## Instrução a
Reúna, copiando uma por uma, todas as linhas de dados abaixo que trazem a palavra "instance".

## Trecho do documento
┌──

Terras Quilombolas: demora no processo de regularização se repete por todo o Brasil

Moradias precárias e dificuldade de subsistência são problemas recorrentes em comunidades quilombolas. Foto: MPF/BA
Moradias precárias e dificuldade de subsistência são problemas recorrentes em comunidades quilombolas. Foto: MPF/BA

Confira as dificuldades enfrentadas por diversas comunidades e a atuação do MPF em favor delas

Procuradoria Geral da República

A Constituição de 1988 assegurou, no artigo 68 dos Ato das Disposições Constitucionais Transitórias, que “aos remanescentes das comunidades de quilombos é reconhecida a propriedade definitiva, devendo o Estado emitir-lhes os respectivos títulos”. Atualmente, há 2.007 comunidades certificadas pela Fundação Cultural Palmares. Desse número, cerca de 1.300 já têm processo aberto no Instituto Nacional de Colonização e Reforma Agrária (Incra), órgão responsável pelo processo de regularização. No entanto, até maio de 2013, apenas 139 títulos de propriedade coletiva haviam sido emitidos.

Como se verá nos próximos parágrafos, o problema não é isolado. Ao contrário, se repete no país inteiro. Em geral, a emperra em algumas das etapas conduzidas pelo Incra: identificação, reconhecimento, delimitação, demarcação ou titulação das terras (confira aqui o passo a passo). Também há casos em que produtores rurais ingressam com ações judiciais para impedir que o processo se complete. Os resultados mais visíveis são dificuldade de subsistência, violência e preconceito.

Na Bahia, a comunidade quilombola Rio dos Macacos, existente há mais de 200 anos, enfrenta um conflito com a Marinha do Brasil há cerca de 42 anos, quando o local onde a comunidade está instalada foi escolhido para a construção da Base Naval de Aratu. Desde então, os integrantes da comunidade, que hoje conta com mais de 300 pessoas, alegam ser alvo de ações violentas, praticadas por oficiais da Marinha, na intenção de expulsar cerca de 46 famílias residentes no local.

└──

## Linhas de dados
┌──

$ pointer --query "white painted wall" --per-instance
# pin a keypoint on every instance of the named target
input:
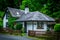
(30, 27)
(4, 21)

└──

## Instrução b
Escreva a sequência do texto sobre as terras quilombolas, começando logo depois da última frase.

## Resposta escrita a
$ pointer --query "white painted wall" --per-instance
# pin a keypoint on every instance of the named target

## Resposta escrita b
O conflito ganhou ainda mais força após a decisão da Justiça Federal na Bahia, que determinou a desocupação de área situada na Base Naval de Aratu pela comunidade quilombola. Em maio deste ano, o MPF ajuizou agravo de instrumento perante o Tribunal Regional Federal da Primeira Região, contra a decisão.
Em 2011, o MPF já havia proposto ação civil pública pedindo que a Justiça determinasse a permanência da comunidade no local, mas os pedidos não foram acatados. Em junho de 2012 o órgão expediu uma recomendação ao Comando do 2º Distrito Naval da Marinha do Brasil, visando a coibição de prática de atos de constrangimento físico e moral contra os quilombolas.

A ação mais recente do MPF foi uma recomendação expedida em 30 de outubro de 2013 para que o Incra adote as medidas efetivas para a publicação do relatório técnico de identificação e demarcação (RTID) da comunidade Rio dos Macacos. A recomendação visa a dar celeridade ao processo de reconhecimento da comunidade e é resultado de audiência pública realizada no dia 23 de outubro. De acordo com o procurador regional dos direitos do cidadão Leandro Nunes, não existem justificativas razoáveis para a morosidade na publicação do RTID, visto que já decorreram mais de de seis meses desde a data da elaboração do documento.

No norte do Espírito Santo, vivem as comunidades de São Domingos e de Santana. O processo de regularização de suas terras está no Incra desde 12 de abril de 2011 e pronto para julgamento de recurso desde 23 de janeiro de 2012. Mas depende da presidência do órgão.

Neste ano, o MPF manifestou-se contrário a uma ação judicial que pretende anular o procedimento de demarcação. A ação está sendo movida por 14 produtores rurais contra o Incra. Os autores afirmam que, além de não terem sido notificados do início dos trabalhos de identificação da área, os moradores da localidade de São Domingos e Santana não são remanescentes de quilombolas e que a região demarcada nunca foi um quilombo.

Para o MPF, não há qualquer nulidade a ser declarada, pois a fase do procedimento de demarcação contestada pelos autores tem como objetivo, justamente, identificar a terra, seus limites e seus habitantes. Além disso, os autores foram notificados posteriormente, na época da publicação do RTID.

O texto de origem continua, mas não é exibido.